Spatial annotation data:

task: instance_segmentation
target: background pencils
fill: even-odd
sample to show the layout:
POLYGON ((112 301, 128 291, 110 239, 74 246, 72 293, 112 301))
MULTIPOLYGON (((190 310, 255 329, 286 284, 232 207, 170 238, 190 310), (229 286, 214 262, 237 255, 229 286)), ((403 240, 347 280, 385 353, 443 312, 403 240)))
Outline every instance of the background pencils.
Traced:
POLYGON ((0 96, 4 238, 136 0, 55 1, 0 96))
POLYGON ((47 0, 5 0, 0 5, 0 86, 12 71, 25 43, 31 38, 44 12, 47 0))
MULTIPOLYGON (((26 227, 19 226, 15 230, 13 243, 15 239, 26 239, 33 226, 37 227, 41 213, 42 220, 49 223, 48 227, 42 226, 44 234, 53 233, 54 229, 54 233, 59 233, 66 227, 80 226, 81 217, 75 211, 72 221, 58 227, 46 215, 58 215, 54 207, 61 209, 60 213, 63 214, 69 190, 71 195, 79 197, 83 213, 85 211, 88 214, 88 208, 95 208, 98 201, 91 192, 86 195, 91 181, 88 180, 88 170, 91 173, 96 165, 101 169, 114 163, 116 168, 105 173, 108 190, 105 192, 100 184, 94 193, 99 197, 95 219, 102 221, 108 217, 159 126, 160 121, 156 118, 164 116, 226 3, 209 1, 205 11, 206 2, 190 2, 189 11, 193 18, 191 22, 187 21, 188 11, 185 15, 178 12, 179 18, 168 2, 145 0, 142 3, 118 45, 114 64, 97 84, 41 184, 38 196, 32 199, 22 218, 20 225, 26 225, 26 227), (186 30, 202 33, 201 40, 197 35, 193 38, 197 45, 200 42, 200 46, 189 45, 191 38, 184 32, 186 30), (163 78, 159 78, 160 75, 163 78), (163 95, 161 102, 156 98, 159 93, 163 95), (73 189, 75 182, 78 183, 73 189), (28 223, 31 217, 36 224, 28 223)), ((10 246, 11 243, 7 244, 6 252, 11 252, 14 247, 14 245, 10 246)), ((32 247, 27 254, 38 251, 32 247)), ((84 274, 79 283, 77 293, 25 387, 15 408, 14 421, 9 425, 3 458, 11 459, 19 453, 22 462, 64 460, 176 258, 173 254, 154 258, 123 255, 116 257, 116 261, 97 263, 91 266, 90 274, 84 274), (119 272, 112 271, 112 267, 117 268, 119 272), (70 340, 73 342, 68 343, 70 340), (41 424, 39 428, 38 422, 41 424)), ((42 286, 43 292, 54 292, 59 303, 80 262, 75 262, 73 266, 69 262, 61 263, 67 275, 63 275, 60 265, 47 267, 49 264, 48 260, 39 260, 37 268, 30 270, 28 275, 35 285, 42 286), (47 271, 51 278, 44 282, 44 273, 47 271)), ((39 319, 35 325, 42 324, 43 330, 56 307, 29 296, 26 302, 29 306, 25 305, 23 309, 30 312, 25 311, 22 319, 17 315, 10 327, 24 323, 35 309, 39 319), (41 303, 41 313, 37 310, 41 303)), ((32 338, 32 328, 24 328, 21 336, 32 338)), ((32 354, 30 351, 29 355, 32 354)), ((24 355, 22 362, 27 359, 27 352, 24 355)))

---

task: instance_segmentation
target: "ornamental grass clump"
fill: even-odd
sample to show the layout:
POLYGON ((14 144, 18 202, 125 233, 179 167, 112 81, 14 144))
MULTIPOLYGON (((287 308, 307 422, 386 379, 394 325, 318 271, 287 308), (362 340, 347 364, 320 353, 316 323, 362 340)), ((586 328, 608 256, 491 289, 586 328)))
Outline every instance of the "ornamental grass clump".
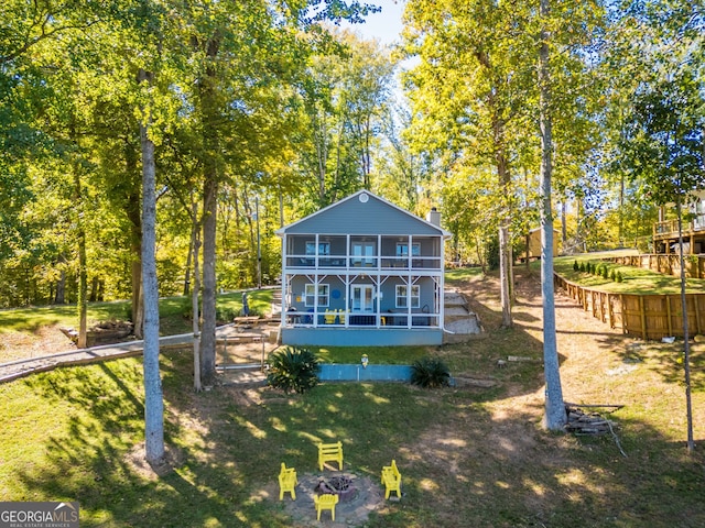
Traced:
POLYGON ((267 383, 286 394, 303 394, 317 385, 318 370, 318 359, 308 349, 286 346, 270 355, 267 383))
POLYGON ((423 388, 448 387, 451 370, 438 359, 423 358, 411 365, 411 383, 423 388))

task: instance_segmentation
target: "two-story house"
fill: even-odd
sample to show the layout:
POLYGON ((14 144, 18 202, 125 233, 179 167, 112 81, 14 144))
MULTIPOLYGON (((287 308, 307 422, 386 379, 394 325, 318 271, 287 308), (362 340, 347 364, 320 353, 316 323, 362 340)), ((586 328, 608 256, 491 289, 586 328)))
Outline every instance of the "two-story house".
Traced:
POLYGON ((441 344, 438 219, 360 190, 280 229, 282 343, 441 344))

- [EXERCISE INSTRUCTIONS]
List each line of the data above that contains the word "ornamental", matching case exactly.

- [WRITTEN RESPONSE]
target: "ornamental grass clump"
Outline every instance of the "ornamental grass clump".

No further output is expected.